Kaynak Metin »

·····

Tunguzların, “şaman”;
Moğolların ve Boryatların “bo” veya “bugue”; Yakutların “oyun”
(ouioun); Altay Türklerinin “kam”; Samoyetlerin “tadibei”; Finovaların
“tietoejoe” (bakıcı); Kırgızların “baksı/bakşı”, Oğuzların “ozan”
dedikleri ve halk arasında büyük bir yer ve ehemmiyetleri olan bu
temsilciler, toplumun yaşam biçimlerini düşünce ve duygularını,
olaylara bakış açılarını şiirleriyle dile getirmişlerdir.
Aşıklık geleneği Anadolu coğrafyasında bugün de canlı olarak yaşatılmaktadır.
Türler: güzelleme, koçaklama, taşlama, ağıt.
16. yy: Karacaoğlan, Pir Sultan Abdal,
17. yy: Köroğlu, Âşık Ömer, Gevherî, Kayıkçı Kul Mustafa, Ercişli Emrah
19. yy: Dadaloğlu, Dertli, Erzurumlu Emrah, Batburtlu Zihni, Seyrani, Ruhsati...
20. yy: Âşık Veysel, Murat Çobanoğlu, Şeref Taşlıova, Sefil Selimi...
Genel Özellikler
Türk
halk edebiyatı Anadolu’da 13. yy.da Yunus Emre’yle ve 14. yy.da yazıya
geçirilen Dede Korkut Hikâyeleri’yle ilk olgun ürünlerine vermeye
başlamıştır.
Anadolu’da “ozan”ın ve “kopuz”un yerini “âşık” ve “bağlama” almıştır.
Baştan
beri anonim olarak süregelen halk edebiyatı özellikle 15. yy.dan
itibaren hem anonim hem de kişisel ürünlerle gelişmesini sürdürmüştür.

·····

[Saklanan veri kümesi öğeleri]
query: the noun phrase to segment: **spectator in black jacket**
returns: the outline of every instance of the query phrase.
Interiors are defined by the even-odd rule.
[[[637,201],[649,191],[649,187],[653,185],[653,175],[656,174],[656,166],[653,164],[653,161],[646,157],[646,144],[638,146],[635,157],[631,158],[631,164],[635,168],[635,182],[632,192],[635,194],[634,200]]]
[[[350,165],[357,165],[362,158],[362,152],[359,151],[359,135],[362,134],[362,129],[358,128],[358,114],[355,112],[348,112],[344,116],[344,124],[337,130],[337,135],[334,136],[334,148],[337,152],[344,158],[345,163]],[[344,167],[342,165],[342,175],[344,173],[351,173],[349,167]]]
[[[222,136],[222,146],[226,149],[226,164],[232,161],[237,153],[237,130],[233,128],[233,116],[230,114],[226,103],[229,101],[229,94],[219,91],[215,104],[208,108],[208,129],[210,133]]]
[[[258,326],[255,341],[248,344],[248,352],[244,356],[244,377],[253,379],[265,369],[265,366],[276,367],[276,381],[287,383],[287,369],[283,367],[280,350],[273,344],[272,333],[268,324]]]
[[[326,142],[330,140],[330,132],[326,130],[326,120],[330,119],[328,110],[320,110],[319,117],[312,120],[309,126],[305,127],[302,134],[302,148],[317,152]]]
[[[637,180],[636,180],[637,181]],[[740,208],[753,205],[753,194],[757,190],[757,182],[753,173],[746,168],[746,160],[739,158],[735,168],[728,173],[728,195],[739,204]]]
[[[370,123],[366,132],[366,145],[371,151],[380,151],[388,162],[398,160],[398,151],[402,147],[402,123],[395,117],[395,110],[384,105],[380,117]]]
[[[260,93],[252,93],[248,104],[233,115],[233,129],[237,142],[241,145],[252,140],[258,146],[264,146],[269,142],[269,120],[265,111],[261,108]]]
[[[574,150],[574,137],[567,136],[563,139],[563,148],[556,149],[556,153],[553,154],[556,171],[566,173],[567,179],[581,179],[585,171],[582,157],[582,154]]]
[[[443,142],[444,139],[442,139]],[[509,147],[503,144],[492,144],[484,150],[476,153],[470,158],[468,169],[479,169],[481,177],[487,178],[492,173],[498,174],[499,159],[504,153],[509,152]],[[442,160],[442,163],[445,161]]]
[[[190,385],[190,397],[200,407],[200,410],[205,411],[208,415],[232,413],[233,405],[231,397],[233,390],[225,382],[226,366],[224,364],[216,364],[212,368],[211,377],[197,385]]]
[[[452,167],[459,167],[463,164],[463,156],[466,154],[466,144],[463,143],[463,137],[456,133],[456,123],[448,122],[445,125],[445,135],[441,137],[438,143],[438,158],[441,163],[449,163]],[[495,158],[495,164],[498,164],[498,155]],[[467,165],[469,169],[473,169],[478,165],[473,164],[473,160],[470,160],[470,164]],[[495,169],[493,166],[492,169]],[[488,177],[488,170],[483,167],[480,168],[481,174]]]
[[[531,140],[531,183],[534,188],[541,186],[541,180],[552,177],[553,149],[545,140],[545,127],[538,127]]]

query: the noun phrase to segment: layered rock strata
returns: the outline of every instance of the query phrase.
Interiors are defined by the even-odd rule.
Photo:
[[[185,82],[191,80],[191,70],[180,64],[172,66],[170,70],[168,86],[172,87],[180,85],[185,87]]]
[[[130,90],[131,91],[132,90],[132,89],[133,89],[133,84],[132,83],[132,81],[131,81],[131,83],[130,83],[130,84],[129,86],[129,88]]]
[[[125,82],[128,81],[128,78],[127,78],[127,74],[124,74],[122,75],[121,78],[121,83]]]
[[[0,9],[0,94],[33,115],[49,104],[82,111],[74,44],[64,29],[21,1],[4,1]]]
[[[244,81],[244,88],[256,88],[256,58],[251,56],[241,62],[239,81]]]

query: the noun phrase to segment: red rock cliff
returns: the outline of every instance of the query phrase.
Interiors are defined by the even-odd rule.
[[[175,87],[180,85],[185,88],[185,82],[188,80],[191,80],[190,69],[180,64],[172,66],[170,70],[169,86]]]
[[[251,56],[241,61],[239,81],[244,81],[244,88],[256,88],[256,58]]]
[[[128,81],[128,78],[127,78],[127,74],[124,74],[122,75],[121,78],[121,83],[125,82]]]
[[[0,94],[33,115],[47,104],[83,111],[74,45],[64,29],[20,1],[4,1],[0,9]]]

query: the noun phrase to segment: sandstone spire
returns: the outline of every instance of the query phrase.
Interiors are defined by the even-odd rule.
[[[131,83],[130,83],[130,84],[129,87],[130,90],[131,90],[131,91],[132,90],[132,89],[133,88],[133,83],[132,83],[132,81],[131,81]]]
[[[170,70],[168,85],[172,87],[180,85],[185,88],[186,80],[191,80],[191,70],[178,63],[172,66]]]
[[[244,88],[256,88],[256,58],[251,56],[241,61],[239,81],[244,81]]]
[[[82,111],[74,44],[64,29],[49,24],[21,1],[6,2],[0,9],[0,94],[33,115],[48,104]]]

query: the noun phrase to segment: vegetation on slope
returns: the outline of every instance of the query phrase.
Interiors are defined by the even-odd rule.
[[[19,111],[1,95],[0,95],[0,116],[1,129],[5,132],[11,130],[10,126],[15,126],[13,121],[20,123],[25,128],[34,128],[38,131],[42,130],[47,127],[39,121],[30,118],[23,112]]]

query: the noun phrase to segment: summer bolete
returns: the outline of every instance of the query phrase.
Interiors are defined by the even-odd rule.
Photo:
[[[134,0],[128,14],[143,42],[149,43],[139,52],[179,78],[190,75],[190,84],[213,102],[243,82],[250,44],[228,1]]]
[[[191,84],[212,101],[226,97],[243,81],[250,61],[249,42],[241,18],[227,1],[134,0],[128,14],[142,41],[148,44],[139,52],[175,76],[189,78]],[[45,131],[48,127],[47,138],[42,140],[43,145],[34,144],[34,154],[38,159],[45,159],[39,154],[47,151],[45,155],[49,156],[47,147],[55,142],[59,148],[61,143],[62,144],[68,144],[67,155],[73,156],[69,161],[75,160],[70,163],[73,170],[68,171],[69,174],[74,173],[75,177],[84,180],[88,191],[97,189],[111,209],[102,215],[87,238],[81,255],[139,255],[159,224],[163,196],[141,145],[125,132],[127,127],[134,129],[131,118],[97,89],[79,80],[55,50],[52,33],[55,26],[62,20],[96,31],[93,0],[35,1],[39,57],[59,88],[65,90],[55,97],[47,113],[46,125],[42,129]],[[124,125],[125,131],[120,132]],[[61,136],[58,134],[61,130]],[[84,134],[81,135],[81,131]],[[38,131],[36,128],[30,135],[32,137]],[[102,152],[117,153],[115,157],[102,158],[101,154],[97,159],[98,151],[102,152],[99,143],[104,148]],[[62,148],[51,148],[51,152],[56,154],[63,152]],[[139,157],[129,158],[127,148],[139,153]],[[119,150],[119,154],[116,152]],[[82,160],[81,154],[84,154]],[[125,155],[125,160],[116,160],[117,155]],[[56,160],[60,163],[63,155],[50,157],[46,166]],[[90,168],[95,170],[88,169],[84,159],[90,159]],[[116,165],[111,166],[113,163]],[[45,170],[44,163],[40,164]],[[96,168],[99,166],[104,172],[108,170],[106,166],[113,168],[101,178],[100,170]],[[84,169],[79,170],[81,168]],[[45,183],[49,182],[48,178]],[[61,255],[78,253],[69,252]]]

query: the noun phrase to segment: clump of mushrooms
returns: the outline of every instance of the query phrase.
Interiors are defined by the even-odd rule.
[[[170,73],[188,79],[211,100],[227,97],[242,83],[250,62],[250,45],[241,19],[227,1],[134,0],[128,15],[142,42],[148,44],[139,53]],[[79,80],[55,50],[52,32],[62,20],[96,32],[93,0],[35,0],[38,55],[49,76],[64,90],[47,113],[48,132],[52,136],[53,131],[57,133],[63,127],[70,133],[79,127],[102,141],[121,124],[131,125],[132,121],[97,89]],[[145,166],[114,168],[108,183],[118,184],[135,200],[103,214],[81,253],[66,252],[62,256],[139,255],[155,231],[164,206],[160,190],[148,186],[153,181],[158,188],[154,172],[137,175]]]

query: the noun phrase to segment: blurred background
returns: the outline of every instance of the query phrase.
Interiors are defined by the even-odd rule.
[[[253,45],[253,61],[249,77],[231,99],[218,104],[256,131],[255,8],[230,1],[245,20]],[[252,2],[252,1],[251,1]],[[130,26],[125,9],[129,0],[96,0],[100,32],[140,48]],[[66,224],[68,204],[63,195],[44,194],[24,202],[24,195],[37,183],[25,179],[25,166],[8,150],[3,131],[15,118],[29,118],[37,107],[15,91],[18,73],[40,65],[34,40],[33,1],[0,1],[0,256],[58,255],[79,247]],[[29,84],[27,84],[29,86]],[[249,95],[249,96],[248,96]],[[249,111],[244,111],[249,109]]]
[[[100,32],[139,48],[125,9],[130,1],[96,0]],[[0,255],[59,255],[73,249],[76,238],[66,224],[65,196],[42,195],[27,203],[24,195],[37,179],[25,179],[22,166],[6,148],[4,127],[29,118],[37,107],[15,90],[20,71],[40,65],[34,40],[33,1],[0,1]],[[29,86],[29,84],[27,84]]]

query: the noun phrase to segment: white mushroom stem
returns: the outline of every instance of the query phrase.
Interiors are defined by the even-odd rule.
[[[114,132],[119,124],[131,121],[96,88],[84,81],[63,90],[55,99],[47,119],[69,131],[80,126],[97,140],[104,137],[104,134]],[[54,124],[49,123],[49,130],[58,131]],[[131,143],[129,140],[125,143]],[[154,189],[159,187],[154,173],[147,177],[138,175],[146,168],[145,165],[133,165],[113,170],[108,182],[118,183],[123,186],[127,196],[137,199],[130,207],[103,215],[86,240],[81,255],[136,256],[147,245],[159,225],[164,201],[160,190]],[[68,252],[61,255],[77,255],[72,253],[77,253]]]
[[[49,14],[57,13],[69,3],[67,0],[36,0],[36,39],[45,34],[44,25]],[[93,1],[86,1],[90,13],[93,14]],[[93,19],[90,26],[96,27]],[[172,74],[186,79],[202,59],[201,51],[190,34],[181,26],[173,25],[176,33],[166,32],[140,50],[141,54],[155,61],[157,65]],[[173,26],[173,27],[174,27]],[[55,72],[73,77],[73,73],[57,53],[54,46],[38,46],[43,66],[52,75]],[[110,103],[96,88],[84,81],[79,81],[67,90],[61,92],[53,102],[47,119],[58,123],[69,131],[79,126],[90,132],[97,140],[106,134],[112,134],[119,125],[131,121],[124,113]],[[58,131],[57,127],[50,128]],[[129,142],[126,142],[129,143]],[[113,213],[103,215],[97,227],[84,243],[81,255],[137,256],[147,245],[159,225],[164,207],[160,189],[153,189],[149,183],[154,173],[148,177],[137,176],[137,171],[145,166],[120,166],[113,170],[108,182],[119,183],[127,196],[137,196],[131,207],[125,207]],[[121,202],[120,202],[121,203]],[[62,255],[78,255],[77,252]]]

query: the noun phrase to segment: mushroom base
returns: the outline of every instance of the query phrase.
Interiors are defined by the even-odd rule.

·····

Yapılacaklar »
• 1. Halk edebiyatı metnine göre şu soruları yanıtlayın:
(a) Altay Türkleri bu temsilcilere ne ad verir?
(b) Anadolu'da "kopuz"un yerini ne almıştır?
(c) Dede Korkut Hikâyeleri hangi yüzyılda yazıya geçirilmiştir?
• 2. Kayıtlarda "query: the noun phrase to segment: mushroom" ifadesini içeren satırdan kayıtların sonuna kadar her şeyi numaralı liste olarak yazın; boş satırları almayın.
Metin ile kayıtlar birbirinden bağımsızdır.

Sonuçlar »
• 1.
(a) Kam.
(b) Bağlama.
(c) 14. yüzyılda.

• 2.
1. query: the noun phrase to segment: mushroom base
2. returns: the outline of every instance of the query phrase.
3. Interiors are defined by the even-odd rule.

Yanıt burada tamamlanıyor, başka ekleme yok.